• [GIVEN ENTRIES]
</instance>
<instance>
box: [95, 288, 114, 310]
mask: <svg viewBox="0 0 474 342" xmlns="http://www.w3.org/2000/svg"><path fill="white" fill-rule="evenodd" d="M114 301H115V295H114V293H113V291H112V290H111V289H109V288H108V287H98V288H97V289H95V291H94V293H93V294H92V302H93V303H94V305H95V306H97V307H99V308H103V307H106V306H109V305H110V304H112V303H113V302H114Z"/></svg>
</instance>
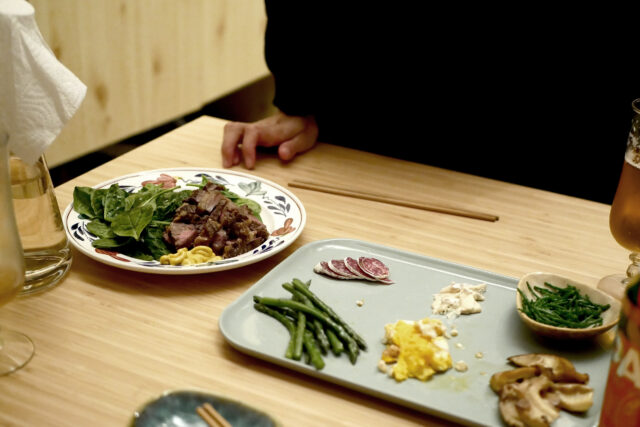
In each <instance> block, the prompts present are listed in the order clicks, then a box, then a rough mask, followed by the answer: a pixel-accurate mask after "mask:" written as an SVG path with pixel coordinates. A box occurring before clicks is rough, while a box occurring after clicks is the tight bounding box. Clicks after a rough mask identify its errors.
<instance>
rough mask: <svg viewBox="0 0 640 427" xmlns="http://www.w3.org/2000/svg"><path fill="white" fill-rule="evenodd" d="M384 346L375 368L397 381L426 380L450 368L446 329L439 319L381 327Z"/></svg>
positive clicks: (447, 369)
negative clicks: (382, 335) (391, 377)
mask: <svg viewBox="0 0 640 427" xmlns="http://www.w3.org/2000/svg"><path fill="white" fill-rule="evenodd" d="M384 329H385V338H384V343H385V344H386V345H387V348H386V349H385V350H384V352H383V353H382V358H381V359H380V362H379V364H378V368H379V369H380V370H381V371H382V372H386V373H388V374H389V375H390V376H391V377H393V378H394V379H395V380H396V381H398V382H401V381H404V380H406V379H407V378H418V379H419V380H421V381H426V380H428V379H429V378H431V377H432V376H433V374H435V373H436V372H444V371H446V370H448V369H449V368H451V366H452V364H453V363H452V361H451V355H450V354H449V344H448V343H447V339H446V337H445V336H444V334H445V331H446V327H445V326H444V325H443V323H442V322H441V321H440V320H438V319H429V318H428V317H425V318H424V319H422V320H418V321H412V320H398V321H397V322H396V323H395V324H391V323H390V324H387V325H385V327H384Z"/></svg>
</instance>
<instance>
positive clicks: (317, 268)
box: [313, 261, 353, 279]
mask: <svg viewBox="0 0 640 427" xmlns="http://www.w3.org/2000/svg"><path fill="white" fill-rule="evenodd" d="M313 271H315V272H316V273H318V274H324V275H326V276H330V277H333V278H336V279H352V278H353V277H348V276H343V275H341V274H338V273H335V272H334V271H333V270H331V269H330V268H329V264H328V263H327V262H326V261H320V262H319V263H318V264H316V265H315V267H313Z"/></svg>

• [WORK ITEM]
Output the entries above verbatim. Omit the images.

• [RESPONSE AREA]
</instance>
<instance>
box: [95, 288, 114, 310]
mask: <svg viewBox="0 0 474 342" xmlns="http://www.w3.org/2000/svg"><path fill="white" fill-rule="evenodd" d="M114 301H115V295H114V293H113V291H112V290H111V289H109V288H108V287H98V288H97V289H95V291H94V293H93V294H92V302H93V303H94V305H95V306H97V307H99V308H103V307H106V306H109V305H110V304H112V303H113V302H114Z"/></svg>
</instance>
In each <instance> block, the prompts present are listed in the order clicks, then a box, then a rough mask, followed by the answer: a pixel-accurate mask after "mask:" written as an SVG path with pixel coordinates. A box occurring before clicks is rough, while a box occurring after clicks is the tight bounding box. Clicks after a rough mask identify its errors.
<instance>
rough mask: <svg viewBox="0 0 640 427" xmlns="http://www.w3.org/2000/svg"><path fill="white" fill-rule="evenodd" d="M384 346L375 368L397 381L426 380L450 368L446 329L439 319L381 327Z"/></svg>
positive clicks: (447, 369)
negative clicks: (382, 335) (391, 377)
mask: <svg viewBox="0 0 640 427" xmlns="http://www.w3.org/2000/svg"><path fill="white" fill-rule="evenodd" d="M384 329H385V338H384V343H385V344H386V345H387V348H386V349H385V350H384V352H383V353H382V358H381V359H380V362H379V364H378V368H379V369H380V370H381V371H382V372H386V373H388V374H389V375H390V376H391V377H393V378H394V379H395V380H396V381H398V382H401V381H404V380H406V379H407V378H418V379H419V380H421V381H426V380H428V379H429V378H431V377H432V376H433V374H435V373H436V372H444V371H446V370H448V369H449V368H451V366H452V364H453V363H452V361H451V355H450V354H449V344H448V343H447V339H446V337H445V336H444V334H445V331H446V327H445V326H444V325H443V323H442V322H441V321H440V320H438V319H429V318H428V317H425V318H424V319H422V320H418V321H412V320H398V321H397V322H396V323H395V324H391V323H390V324H387V325H385V327H384Z"/></svg>
</instance>
<instance>
positive clicks: (317, 268)
box: [313, 261, 353, 279]
mask: <svg viewBox="0 0 640 427" xmlns="http://www.w3.org/2000/svg"><path fill="white" fill-rule="evenodd" d="M313 271H315V272H316V273H318V274H324V275H326V276H330V277H333V278H336V279H352V278H353V277H348V276H343V275H341V274H338V273H335V272H334V271H333V270H331V269H330V268H329V264H328V263H327V262H326V261H320V262H319V263H318V264H316V265H315V267H313Z"/></svg>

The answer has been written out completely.